Goal:
In the forum thread about the ThinkPad error 0175, how much does the site that sells the repair file and instructions charge?

# Error 0175 Bad Crc1



## zjohnsonis (Apr 17, 2007)

I Have A Ibm Thnkpad T20 And On Bootup It Automatically Goes Straight To The Error 0175 Bad Crc1 Ive Tried Flashing The Bios With A Floppy But Cant Becuase It Wont Boot To The Bios It Only Locks Up? Is There A Way To Fx This Problem Without Replaceing The Motherboard? And What Is The Eeprom? Ive Been Tryin To Find An Alternative To Replacement Becuase Its Not Worth That Much To Me But Any Help Would Be Greatly Appreciated Thanks


----------



## mattlock (Dec 28, 2005)

Hello and Welcome to TSF. 
This appears to be a common problem with T20/T21. It's a bad EEPROM or a bad M/B. IBMs resolution is to replace the board.

http://www-307.ibm.com/pc/support/site.wss/document.do?lndocid=MIGR-4PEN8X

Also found this link with some tests you can do to find out if it's the board or the EEPROM. Either way it's not a simple fix.

http://www.hardwareanalysis.com/content/topic/31761/ There is an offer for repairing the EEPROM in the this link. My posting the link is purely for informational purposes. Please do not consider it an endorsement of any kind. 
Matt


----------



## zjohnsonis (Apr 17, 2007)

i read the post an i guess i need a crc recovery can i do this from home or does anyone kno how i can do it myself? Without having to pay 159$ and send my notebook in i already took it apart and removed the motherboard tried flashig with new bios but wont boot to any devices any help wold be nice thanks


----------



## mattlock (Dec 28, 2005)

Ok I've done some more digging on your problem and have a couple of options for you.
1) You could purchase a motherboard from Ebay. I looked there kind of quickly and found 30+ boards (most with CPU included) for $50-$115 + S&H.
2) I found a site that will sell you the repair file and instructions for $45. It involves building an interface device and soldering it to the EEPROM. If interest in this method checkout the links below.

http://www.ja.axxs.net/unlock/

If you don't want to build the device yourself this site sells them. Price unknown. Check out sites "How To" 
http://www.passwordmethod.com/index1.php

Regardless of what you decide, please keep me informed of your progress.

BTW, did you try the tests suggested in the first link I posted to find out if CRC recovery was a viable option? 

Matt


----------

Information shown:
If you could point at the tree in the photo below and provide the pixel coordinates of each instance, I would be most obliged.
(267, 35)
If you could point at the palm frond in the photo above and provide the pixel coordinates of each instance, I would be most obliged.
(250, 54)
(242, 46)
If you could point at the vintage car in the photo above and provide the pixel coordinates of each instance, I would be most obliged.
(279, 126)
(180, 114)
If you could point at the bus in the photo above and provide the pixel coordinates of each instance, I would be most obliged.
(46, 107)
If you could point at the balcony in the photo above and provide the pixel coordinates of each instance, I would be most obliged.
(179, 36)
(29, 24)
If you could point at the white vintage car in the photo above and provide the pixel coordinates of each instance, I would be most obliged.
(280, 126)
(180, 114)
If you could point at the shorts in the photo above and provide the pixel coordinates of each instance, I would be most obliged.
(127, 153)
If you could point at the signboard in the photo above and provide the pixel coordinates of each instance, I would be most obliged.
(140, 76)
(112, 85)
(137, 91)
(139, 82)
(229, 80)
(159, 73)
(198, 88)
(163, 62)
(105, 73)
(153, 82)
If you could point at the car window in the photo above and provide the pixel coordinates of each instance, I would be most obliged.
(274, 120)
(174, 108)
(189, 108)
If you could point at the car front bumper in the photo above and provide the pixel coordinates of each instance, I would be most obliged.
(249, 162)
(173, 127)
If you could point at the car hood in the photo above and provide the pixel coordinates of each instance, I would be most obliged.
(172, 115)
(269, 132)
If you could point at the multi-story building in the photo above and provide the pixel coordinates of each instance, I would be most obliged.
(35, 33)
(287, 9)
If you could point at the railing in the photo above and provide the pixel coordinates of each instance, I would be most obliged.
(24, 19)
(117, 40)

Answer in full:
$45